### [Work required]
Extract the full listing below without altering a single character.

-- Begin --

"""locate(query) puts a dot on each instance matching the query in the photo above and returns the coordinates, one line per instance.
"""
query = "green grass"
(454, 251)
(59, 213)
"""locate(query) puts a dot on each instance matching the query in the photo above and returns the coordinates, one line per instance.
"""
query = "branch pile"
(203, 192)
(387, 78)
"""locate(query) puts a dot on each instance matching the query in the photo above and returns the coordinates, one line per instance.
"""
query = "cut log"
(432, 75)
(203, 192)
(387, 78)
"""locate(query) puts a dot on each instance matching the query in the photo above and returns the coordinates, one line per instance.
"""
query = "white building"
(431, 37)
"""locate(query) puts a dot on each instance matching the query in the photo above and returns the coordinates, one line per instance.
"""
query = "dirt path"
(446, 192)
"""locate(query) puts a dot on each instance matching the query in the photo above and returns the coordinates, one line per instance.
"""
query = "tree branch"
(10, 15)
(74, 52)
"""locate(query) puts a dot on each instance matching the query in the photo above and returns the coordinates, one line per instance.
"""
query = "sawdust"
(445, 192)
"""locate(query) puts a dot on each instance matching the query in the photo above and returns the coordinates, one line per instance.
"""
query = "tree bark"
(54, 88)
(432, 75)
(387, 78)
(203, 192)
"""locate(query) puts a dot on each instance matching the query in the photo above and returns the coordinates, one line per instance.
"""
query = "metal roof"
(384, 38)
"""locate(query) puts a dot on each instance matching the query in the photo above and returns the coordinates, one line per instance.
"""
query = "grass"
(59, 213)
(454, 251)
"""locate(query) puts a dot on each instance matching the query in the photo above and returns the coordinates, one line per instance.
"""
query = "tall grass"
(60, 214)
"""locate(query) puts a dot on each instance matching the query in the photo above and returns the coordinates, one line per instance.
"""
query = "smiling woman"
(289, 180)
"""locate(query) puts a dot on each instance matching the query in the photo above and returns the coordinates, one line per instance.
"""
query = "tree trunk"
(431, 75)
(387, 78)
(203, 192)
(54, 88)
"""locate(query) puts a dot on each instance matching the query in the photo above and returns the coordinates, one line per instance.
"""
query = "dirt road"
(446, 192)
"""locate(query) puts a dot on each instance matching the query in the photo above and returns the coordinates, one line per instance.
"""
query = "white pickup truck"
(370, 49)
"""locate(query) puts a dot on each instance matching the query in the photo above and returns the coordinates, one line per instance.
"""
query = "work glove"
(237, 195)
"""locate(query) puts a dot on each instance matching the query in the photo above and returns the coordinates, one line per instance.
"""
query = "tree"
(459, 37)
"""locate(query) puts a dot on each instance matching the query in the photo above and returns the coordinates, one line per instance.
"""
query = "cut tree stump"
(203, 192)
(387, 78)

-- End --

### [Response to this task]
"""locate(query) puts a dot on each instance matching the query in the photo above and returns the coordinates, one line per instance.
"""
query = "green grass"
(454, 251)
(59, 213)
"""locate(query) puts a dot on each instance matching the query in the photo above and returns the coordinates, one line per instance.
"""
query = "branch pile"
(203, 192)
(387, 78)
"""locate(query) puts a dot on each instance matching the query in the photo above and returns the coordinates, one line per instance.
"""
query = "cut log"
(432, 75)
(203, 192)
(387, 78)
"""locate(query) puts a dot on each instance matching the query in the photo above and returns the coordinates, one line per instance.
"""
query = "white building"
(431, 37)
"""locate(query) puts a dot on each instance matching the query in the photo above and returns the coordinates, one line per instance.
"""
query = "dirt path"
(446, 192)
"""locate(query) puts a dot on each instance matching the query in the photo above and returns the coordinates, one line per instance.
"""
query = "tree branch"
(10, 15)
(74, 52)
"""locate(query) puts a dot on each instance matching the query in the photo above and returns the coordinates, one line per instance.
"""
query = "sawdust"
(445, 192)
"""locate(query) puts a dot on each instance matching the query in the photo above and returns the coordinates, one line per instance.
"""
query = "tree bark"
(54, 88)
(432, 75)
(387, 78)
(203, 192)
"""locate(query) puts a dot on each instance matching the query in the photo above and returns the coordinates, one line per instance.
"""
query = "metal roof"
(384, 38)
"""locate(query) puts a dot on each instance matching the query in the photo above and returns the coordinates, one line per instance.
"""
query = "grass"
(59, 213)
(454, 251)
"""locate(query) puts a dot on each instance matching the query in the photo above and returns the coordinates, one line per instance.
"""
query = "tall grass"
(60, 214)
"""locate(query) puts a dot on each instance matching the query in the photo above and returns the coordinates, one line per instance.
"""
query = "smiling woman"
(289, 180)
"""locate(query) puts a dot on each instance matching the query in the photo above and returns the coordinates, one line per instance.
"""
query = "tree trunk"
(431, 75)
(387, 78)
(203, 192)
(54, 88)
"""locate(query) puts a dot on each instance matching the query in the photo above and returns the coordinates, one line per instance.
"""
query = "dirt road"
(446, 192)
"""locate(query) puts a dot on each instance matching the query in the photo above and returns the coordinates, one line per instance.
"""
query = "white pickup truck"
(370, 49)
"""locate(query) puts a dot on each instance matching the query in the photo above and returns the coordinates, one line per instance.
"""
query = "work glove"
(237, 195)
"""locate(query) puts a dot on each instance matching the query in the photo above and returns the coordinates, one line per instance.
"""
query = "tree"
(459, 37)
"""locate(query) puts a dot on each instance matching the query in the photo above and returns the coordinates, one line per instance.
"""
query = "cut tree stump"
(203, 192)
(387, 78)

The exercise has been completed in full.